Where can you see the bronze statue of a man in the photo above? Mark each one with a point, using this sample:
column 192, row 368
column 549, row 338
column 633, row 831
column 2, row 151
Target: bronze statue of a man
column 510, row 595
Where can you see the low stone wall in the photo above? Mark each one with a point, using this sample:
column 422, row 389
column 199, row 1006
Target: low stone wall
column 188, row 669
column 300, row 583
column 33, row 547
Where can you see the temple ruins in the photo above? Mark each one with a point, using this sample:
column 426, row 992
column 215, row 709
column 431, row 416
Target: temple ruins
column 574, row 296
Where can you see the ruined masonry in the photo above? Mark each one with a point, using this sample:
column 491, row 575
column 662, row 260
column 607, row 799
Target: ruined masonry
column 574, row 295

### Task statement
Among the records above, find the lines that contain "each" and copy every one.

### Worked solution
Where can you see the bronze statue of a man in the photo above? Mark each one with a point, using this sample:
Where can you see the low stone wall in the photo above? Mark each one with a point, using this sample:
Where can you see the temple ruins in the photo above? Mark each one with a point, using this sample:
Where can you see the ruined masonry in the photo above? Mark each one with a point, using this sample:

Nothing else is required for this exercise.